30 Khorshed Khisty, a psychologist, in a report of 5 December 2007, stated that the plaintiff consulted him at the suggestion of the second defendant. He saw the plaintiff on twenty three occasions between 2 February 2007 and 29 October 2007. In the report, he states that the plaintiff –
“has never had a psychiatric condition or illness.
…
Angela’s pain experience from her physical injury and its distressing and stressful pain has led to states of anxiety and depression as it always does in all those who suffer any ongoing physical pain.”
(my emphasis).
31 Dr Lanka Cooray, a consultant psychiatrist, first saw the plaintiff on 2 October 2009 and has been seeing her every three or four weeks since for medication, review and counselling. She confirmed that 12 milligrams a day of Paroxetine which the plaintiff takes daily was a high dosage. She stated that on first seeing the plaintiff on 2 October 2009:
“The presenting history was that her mood was very low, she had very poor appetite and she was losing her weight, lacking concentration and poor energy, no motivation and interest in doing things. There were suicidal thoughts on and off, but there were no plans at that point in time.”
32 The plaintiff was referred to her by the CAT Team at North Western Mental Health.
33 She has provided two reports, dated 15 January 2010 and 6 August 2010, and also gave viva voce evidence. She assessed the plaintiff as suffering from a Major Depressive Disorder. In her report of 15 January 2010, she states:
“… There were many losses in her life over the years, which may make
her more vulnerable to develop depression.
The current financial stressors, stressors relating to her children and her medical illnesses may maintain her depression.
… Considering the fact that she has no past history of depressive illness, and the current depressive illness is closely associated with the work related issues, it is fair to assume that her current depression was caused by work related incidents and the consequences following these events (i.e. financial strains).

________________

> [What to do]: Write the next part of the judgment excerpt on the plaintiff's psychiatric evidence, picking up right after its final sentence.

> [Material shown]:
________________

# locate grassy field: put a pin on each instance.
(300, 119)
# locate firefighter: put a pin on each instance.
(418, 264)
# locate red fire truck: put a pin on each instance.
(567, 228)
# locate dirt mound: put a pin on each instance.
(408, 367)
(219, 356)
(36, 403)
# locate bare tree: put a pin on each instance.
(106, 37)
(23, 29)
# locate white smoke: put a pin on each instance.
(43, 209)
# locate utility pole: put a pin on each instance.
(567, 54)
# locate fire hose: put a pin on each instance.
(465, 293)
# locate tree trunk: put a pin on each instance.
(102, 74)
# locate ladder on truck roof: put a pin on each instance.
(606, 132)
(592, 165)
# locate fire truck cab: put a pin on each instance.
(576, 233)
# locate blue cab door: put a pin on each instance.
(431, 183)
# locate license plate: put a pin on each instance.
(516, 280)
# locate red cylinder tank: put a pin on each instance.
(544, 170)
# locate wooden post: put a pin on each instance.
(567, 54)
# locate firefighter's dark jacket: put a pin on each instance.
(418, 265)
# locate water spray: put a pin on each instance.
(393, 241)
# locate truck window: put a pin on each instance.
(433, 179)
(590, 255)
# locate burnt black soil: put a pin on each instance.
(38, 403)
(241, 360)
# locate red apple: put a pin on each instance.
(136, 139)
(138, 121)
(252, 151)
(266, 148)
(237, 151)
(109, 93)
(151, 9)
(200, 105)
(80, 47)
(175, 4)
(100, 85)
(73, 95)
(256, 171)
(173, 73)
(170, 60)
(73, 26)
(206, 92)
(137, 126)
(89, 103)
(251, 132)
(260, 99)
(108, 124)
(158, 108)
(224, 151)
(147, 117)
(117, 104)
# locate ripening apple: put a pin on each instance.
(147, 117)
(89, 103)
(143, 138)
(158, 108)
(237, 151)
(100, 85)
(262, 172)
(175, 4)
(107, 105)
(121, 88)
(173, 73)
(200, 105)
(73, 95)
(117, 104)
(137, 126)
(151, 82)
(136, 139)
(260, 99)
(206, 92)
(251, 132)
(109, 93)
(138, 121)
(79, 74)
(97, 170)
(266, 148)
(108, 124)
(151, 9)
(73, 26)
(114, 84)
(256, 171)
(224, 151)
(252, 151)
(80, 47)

________________

> [The answer]:
…
Considering her current ongoing depressive state, she would not be able to do any type of work at present. However she can get better with antidepressants she is on at the present. …
…
The prognosis is expected to be good with [the] current medication regime. … .”
34 In her report of 6 August 2010, she states:
“She has improved with given medication as well as Electro Convulsive
Therapy that was given as an in-patient. …
…
Her prognosis relating to her depressive illness is good with given treatment. … .”
35 Dr Cooray stated that if the plaintiff ceased taking her medication and discontinued the psychotherapy routine with her, there was “a high possibility” that she might become depressed again, and that this prognosis was long- term.
36 She was cross-examined upon a letter she wrote on 16 November 2009 to Dr Rudolph, in which she stated:
“Her depression is largely maintained by her ongoing financial difficulties
and problems relating to her daughter’s upcoming court case.”
37 She stated that the reference should probably have been to the daughter’s pregnancy. Incidentally, the daughter married the father of her child on 25 July 2009. The plaintiff stated that she was happy about this. Dr Cooray was cross-examined as to why there was no reference to the injury as being the cause of her mental condition. Her response was:
“… All this has started with a mild form of stress reaction soon after the work injury. It has been building up. They are the sort of stressors that she had later on. She probably would have been managed well if she doesn’t have the WorkCover issues in the background.”
(sic)
38 Katrine Green, psychologist, assessed the plaintiff on 13 September 2010 and subsequently provided a report to the plaintiff’s solicitors. In the report, she states:
“… due to Ms Angela Bisucci’s current physical capacity she is unable to perform the inherent duties of her previous occupation or the inherent duties of any suitable employment.”
(my emphasis).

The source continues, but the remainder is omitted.